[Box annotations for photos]
## start
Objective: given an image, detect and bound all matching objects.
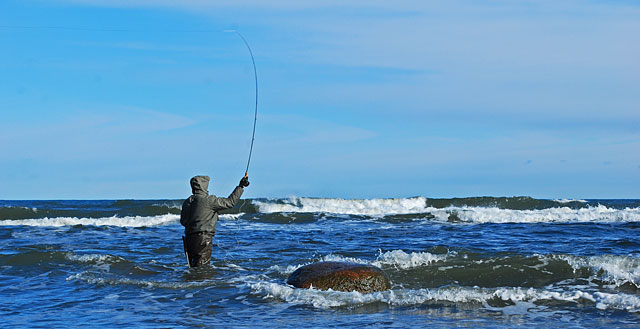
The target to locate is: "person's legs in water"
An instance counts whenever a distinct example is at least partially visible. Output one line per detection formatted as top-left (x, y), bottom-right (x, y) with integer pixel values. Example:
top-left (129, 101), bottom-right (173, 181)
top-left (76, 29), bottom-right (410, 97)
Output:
top-left (187, 232), bottom-right (213, 267)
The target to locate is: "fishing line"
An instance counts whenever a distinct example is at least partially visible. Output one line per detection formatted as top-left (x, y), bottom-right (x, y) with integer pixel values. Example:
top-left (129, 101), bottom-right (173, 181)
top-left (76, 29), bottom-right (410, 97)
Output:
top-left (0, 24), bottom-right (258, 176)
top-left (225, 30), bottom-right (258, 176)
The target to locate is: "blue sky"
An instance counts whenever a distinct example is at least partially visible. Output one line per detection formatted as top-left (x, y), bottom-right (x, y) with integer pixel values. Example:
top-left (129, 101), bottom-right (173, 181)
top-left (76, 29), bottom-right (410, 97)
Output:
top-left (0, 0), bottom-right (640, 199)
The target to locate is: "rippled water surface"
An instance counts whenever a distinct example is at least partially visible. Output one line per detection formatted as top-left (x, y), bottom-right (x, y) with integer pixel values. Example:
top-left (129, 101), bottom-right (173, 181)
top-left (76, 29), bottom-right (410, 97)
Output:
top-left (0, 197), bottom-right (640, 328)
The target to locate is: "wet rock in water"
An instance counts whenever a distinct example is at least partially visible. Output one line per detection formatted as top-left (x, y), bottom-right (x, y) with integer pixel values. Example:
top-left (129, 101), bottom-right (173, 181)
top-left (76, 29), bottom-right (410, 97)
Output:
top-left (287, 262), bottom-right (391, 293)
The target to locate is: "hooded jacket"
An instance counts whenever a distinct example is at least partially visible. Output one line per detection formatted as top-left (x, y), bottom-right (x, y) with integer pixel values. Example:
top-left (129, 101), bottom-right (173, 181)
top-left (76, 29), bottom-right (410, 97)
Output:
top-left (180, 176), bottom-right (244, 235)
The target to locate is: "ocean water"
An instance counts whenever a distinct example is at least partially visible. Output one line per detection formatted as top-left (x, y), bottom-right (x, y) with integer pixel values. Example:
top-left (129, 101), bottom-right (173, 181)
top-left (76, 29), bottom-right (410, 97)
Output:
top-left (0, 197), bottom-right (640, 328)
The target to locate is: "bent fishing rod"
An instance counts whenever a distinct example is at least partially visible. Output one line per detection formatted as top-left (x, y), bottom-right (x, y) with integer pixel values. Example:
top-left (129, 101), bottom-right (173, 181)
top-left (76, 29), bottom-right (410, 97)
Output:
top-left (225, 30), bottom-right (258, 177)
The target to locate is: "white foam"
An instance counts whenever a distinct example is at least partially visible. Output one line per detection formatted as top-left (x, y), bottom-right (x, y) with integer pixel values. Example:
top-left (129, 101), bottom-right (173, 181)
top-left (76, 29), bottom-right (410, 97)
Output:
top-left (65, 252), bottom-right (121, 264)
top-left (553, 199), bottom-right (588, 203)
top-left (253, 197), bottom-right (640, 223)
top-left (253, 197), bottom-right (427, 216)
top-left (552, 255), bottom-right (640, 288)
top-left (219, 212), bottom-right (244, 220)
top-left (426, 205), bottom-right (640, 223)
top-left (371, 250), bottom-right (449, 269)
top-left (269, 250), bottom-right (455, 275)
top-left (249, 282), bottom-right (640, 312)
top-left (66, 271), bottom-right (215, 289)
top-left (0, 214), bottom-right (180, 227)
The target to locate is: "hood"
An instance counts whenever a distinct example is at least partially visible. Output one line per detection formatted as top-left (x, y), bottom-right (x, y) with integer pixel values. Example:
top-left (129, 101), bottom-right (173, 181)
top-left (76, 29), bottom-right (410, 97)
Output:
top-left (190, 176), bottom-right (209, 194)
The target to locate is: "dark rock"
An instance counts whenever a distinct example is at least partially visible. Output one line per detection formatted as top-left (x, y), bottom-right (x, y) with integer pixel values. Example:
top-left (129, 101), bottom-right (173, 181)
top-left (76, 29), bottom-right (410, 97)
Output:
top-left (287, 262), bottom-right (391, 293)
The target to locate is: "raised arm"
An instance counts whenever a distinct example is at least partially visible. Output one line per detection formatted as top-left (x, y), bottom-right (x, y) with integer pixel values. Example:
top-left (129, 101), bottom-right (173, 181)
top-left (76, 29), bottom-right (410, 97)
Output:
top-left (211, 175), bottom-right (249, 210)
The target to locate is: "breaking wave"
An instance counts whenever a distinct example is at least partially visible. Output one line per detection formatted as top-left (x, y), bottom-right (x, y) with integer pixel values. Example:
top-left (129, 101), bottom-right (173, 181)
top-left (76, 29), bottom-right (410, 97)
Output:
top-left (250, 282), bottom-right (640, 314)
top-left (253, 197), bottom-right (640, 223)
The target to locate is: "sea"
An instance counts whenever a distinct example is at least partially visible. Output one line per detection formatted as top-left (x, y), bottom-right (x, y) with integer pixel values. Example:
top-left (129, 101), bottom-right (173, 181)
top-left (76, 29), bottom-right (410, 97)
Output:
top-left (0, 197), bottom-right (640, 328)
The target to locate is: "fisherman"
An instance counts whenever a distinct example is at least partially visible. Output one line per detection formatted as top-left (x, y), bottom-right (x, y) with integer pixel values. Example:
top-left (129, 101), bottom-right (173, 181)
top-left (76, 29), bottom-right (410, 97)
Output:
top-left (180, 174), bottom-right (249, 267)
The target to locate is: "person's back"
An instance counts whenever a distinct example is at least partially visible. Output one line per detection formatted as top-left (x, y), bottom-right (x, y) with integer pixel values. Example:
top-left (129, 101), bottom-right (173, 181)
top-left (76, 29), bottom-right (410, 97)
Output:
top-left (180, 176), bottom-right (249, 267)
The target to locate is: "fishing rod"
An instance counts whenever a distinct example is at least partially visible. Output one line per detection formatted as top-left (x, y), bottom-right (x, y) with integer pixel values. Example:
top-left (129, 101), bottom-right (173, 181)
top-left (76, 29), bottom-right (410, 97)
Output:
top-left (225, 30), bottom-right (258, 176)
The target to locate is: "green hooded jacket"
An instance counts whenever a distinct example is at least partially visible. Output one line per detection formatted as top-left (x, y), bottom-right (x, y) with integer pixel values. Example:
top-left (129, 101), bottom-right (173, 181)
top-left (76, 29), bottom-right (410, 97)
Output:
top-left (180, 176), bottom-right (244, 235)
## end
Which lines of the items above contain the string "hooded"? Locate each one and copy it out in full, matching case exactly.

The target to locate is: "hooded jacket"
The target to locate is: "green hooded jacket"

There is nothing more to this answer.